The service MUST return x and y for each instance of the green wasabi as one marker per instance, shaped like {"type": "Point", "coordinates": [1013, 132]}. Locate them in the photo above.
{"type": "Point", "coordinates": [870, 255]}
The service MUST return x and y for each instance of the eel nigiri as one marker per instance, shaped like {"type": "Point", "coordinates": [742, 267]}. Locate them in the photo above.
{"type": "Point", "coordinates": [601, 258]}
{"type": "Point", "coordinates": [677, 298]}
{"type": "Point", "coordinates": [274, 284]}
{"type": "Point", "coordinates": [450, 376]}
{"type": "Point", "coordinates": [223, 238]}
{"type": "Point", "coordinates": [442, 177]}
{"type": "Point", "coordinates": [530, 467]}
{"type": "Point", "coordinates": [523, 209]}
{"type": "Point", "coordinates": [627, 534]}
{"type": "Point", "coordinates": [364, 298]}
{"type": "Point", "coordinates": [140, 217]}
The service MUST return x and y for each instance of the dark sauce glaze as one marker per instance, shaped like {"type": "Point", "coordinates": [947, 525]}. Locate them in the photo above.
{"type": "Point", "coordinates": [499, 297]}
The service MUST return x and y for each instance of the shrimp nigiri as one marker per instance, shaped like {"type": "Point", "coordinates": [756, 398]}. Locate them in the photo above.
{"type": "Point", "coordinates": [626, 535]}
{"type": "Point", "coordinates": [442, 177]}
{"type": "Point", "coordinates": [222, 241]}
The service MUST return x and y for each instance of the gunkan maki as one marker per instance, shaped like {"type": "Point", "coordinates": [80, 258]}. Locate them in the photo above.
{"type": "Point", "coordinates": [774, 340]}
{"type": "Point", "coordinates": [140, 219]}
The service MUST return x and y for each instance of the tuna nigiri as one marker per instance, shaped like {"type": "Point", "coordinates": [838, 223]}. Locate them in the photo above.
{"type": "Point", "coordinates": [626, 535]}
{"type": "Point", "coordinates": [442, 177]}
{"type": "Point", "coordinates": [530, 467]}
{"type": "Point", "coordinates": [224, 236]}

◆ ◆ ◆ ◆ ◆

Copie sem nenhuma alteração as linhas da listagem acima, começando pela linha que contém "of the shrimp" e seguindo até a última linha da listagem, com as duas inclusas.

**Resolução da tarefa**
The service MUST return x and y for each instance of the shrimp nigiri as one marker per instance, shaped like {"type": "Point", "coordinates": [756, 398]}. Locate them in the photo above.
{"type": "Point", "coordinates": [626, 535]}
{"type": "Point", "coordinates": [442, 177]}
{"type": "Point", "coordinates": [222, 241]}
The service MUST return x and y for each instance of the gunkan maki as one marker per instance, shaped like {"type": "Point", "coordinates": [80, 258]}. Locate them in the photo above.
{"type": "Point", "coordinates": [774, 340]}
{"type": "Point", "coordinates": [140, 219]}
The service MUST return x and y for each instance of the tuna nigiri as one marker per instance, shaped like {"type": "Point", "coordinates": [838, 223]}. Locate them in the photo above.
{"type": "Point", "coordinates": [626, 535]}
{"type": "Point", "coordinates": [442, 177]}
{"type": "Point", "coordinates": [530, 467]}
{"type": "Point", "coordinates": [224, 236]}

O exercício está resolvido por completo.